The U.S. corporate tax system is a subject of frequent debate, with significant implications for the nation’s economy and fiscal outlook. Over the past several years, lawmakers from both parties have pursued major changes to this area of the tax code. Revenues raised by the corporate income tax represent the third-largest category of federal tax revenues, trailing those generated from individual income taxes and payroll taxes. This explainer describes how the U.S. corporate income tax system works, the ways it has evolved in recent years, and the implications for the United States’ fiscal and economic condition.

What Type of Business is Subject to the Corporate Income Tax?

The U.S. corporate income tax applies to C corporations, which are legal entities that are independent of their owners, called shareholders. All C corporations are currently taxed at a statutory rate of 21 percent. When C corporations distribute profits to shareholders as dividends, shareholders must pay individual income taxes on the dividend income they receive.

How Does the U.S. Corporate Income Tax Work?

The corporate income tax is a tax on the net income of corporations — that is, total income minus the costs associated with regular business activities. A corporation’s tax liability can be reduced by certain incentives and deductions in the Internal Revenue Code, such as depreciation, research and development, and employee health care.

The Tax Cuts and Jobs Act (TCJA), enacted in December 2017, reduced the federal tax rate on corporations to 21 percent, a decrease of 14 percentage points from its previous level of 35 percent. The current rate of 21 percent is significantly lower than it has been historically.

In addition to the federal corporate income tax, 44 states and the District of Columbia impose their own taxes on corporate income. Therefore, a C corporation operating in the United States could face a combined tax rate in excess of 21 percent. In 2022, corporations paid an average combined tax rate of 26 percent. For comparison, the average combined corporate income tax rate for central and sub-central governments among other G7 countries was 28 percent, according to the Organisation for Economic Co-operation and Development.

Not all businesses are corporations. Pass-through businesses, such as sole-proprietorships, partnerships, and S corporations, allocate profits to their owners who then pay individual income taxes on those profits. That differs from the federal taxation of C corporations. The profits of C corporations are effectively taxed twice: first through corporate income taxes on profits, then through taxes on the capital gains and dividends of shareholders.

For example, consider the taxation of two businesses with $100 of profits at the top marginal rate. The first is a pass-through business, the profits of which are taxed once via the individual income tax system at the top marginal rate of 37 percent. Pass-through business owners can first deduct 20 percent of their qualified business income, lowering their taxable income to $80. As a result, the after-tax income of the pass-through business owner is $70.40. The second business is a C corporation, and the shareholder is subject to two levels of taxation. The C corporation has $100 of profits for which it is taxed at a rate of 21 percent, leaving $79 after taxes. Those profits are then passed on to the shareholder as a dividend, which is taxed at a rate of 20 percent. The after-tax income of the shareholder would be $63.20.

- Data shown
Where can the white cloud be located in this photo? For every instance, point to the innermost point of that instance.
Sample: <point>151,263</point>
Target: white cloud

- Set tasks
[A] Transcribe the corporate tax excerpt word for word, beginning at "Not all businesses" and ending after "dividends of shareholders.".
[B] Pick up the excerpt on the U.S. corporate income tax after its final sentence and keep writing.
The data has no connection to the excerpt on the U.S. corporate income tax.

- Responses to the exercise
[A]
Not all businesses are corporations. Pass-through businesses, such as sole-proprietorships, partnerships, and S corporations, allocate profits to their owners who then pay individual income taxes on those profits. That differs from the federal taxation of C corporations. The profits of C corporations are effectively taxed twice: first through corporate income taxes on profits, then through taxes on the capital gains and dividends of shareholders.

[B]
As business owners consider the relative rates of the corporate income tax and individual income tax, they may migrate between business structures depending on which organizational form is most beneficial for the business. In recent years, pass-through entities have grown to represent an increasingly large percentage of business income in the United States. In 1980, C corporations accounted for 75 percent of all net business income. By 2016, before the enactment of the TCJA, C corporations accounted for just 33 percent of net business income. The share of net business income for C corporations increased in the years following the enactment of the TCJA, reaching 49 percent in 2022, in part due to changes in business incentives from the tax law changes.

How Much Revenue from the Corporate Income Tax Does the Federal Government Collect?

Corporate income taxes are the third-largest source of revenues for the federal government. However, as a share of total federal tax collections, the corporate income tax accounts for a relatively small amount. In 2025, the federal government is projected to collect $524 billion from the corporate income tax, just 10 percent of the total $5.2 trillion in federal tax revenues.

Changes in Corporate Tax Revenues

As the statutory rate has decreased and the prevalence of pass-through businesses has increased, revenues from corporate taxes have declined as a share of GDP. In the 1950s and 1960s, corporate tax revenues represented an average of 4.2 percent of GDP — in 2024, they represented just 1.8 percent.

The share of corporate income tax revenues as a percentage of the economy in the United States is one of the lowest among G7 countries which, on average, collected 2.6 percent of GDP from that source in 2022.

One reason that corporate income tax revenues represent such a small percentage relative to the size of the U.S. economy is the effect of corporate income tax expenditures. Tax expenditures, or tax breaks, are exclusions, exemptions, deductions, and credits that reduce tax liability. In 2024, the United States forfeited $188 billion in revenues due to corporate tax expenditures. The largest corporate tax expenditures were:

  • the reduced rate on active income of controlled foreign corporations ($57 billion);
  • accelerated depreciation of equipment ($37 billion);
  • the credit for increasing research activities ($20 billion).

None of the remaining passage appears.